Short task: Rewrite all the rows below, changing "Provide query" to "Enter query" everywhere it occurs and keeping everything else the same. Omit the pictures.

Dataset entries:

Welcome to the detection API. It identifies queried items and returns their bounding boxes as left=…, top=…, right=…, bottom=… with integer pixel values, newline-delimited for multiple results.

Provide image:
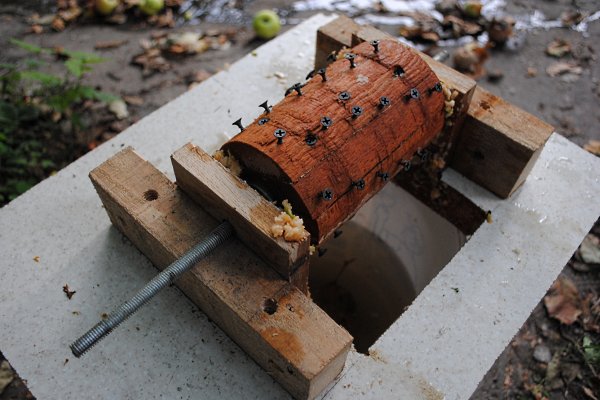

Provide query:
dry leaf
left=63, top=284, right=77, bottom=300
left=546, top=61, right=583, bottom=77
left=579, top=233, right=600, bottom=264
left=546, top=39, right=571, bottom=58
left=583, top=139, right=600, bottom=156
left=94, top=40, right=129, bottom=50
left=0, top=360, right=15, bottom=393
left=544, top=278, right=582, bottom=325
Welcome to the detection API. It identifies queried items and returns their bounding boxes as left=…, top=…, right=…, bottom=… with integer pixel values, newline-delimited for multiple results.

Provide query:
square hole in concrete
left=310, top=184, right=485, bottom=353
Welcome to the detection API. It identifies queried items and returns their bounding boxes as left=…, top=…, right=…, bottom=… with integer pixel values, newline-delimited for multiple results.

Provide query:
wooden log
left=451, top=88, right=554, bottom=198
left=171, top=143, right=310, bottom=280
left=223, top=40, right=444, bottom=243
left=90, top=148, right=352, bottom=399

Output for this task:
Welcome to the detection API. It identifies queried items and returns their bounding boxes as left=…, top=…, right=…, bottom=… with integer pixel values, newline-delimited for multiple results.

Provide image:

Enter query:
dry leaf
left=63, top=284, right=77, bottom=300
left=546, top=61, right=583, bottom=77
left=579, top=233, right=600, bottom=264
left=546, top=39, right=571, bottom=58
left=583, top=139, right=600, bottom=156
left=94, top=40, right=129, bottom=50
left=0, top=360, right=15, bottom=393
left=544, top=278, right=582, bottom=325
Welcome to the detection API. It identifies queried items and returns their bounding boxes as left=…, top=…, right=…, bottom=… with integer pixel values, newline-delimited for multiple results.

Enter query:
square hole in concrete
left=310, top=184, right=485, bottom=353
Welcome to the detection API. It identifies queried items and returns their bounding boxes as left=…, top=…, right=…, bottom=… with integer pixel values, newline-delimited for multiple results.

Enter query:
wooden log
left=451, top=88, right=554, bottom=198
left=171, top=143, right=310, bottom=280
left=223, top=40, right=444, bottom=243
left=90, top=148, right=352, bottom=399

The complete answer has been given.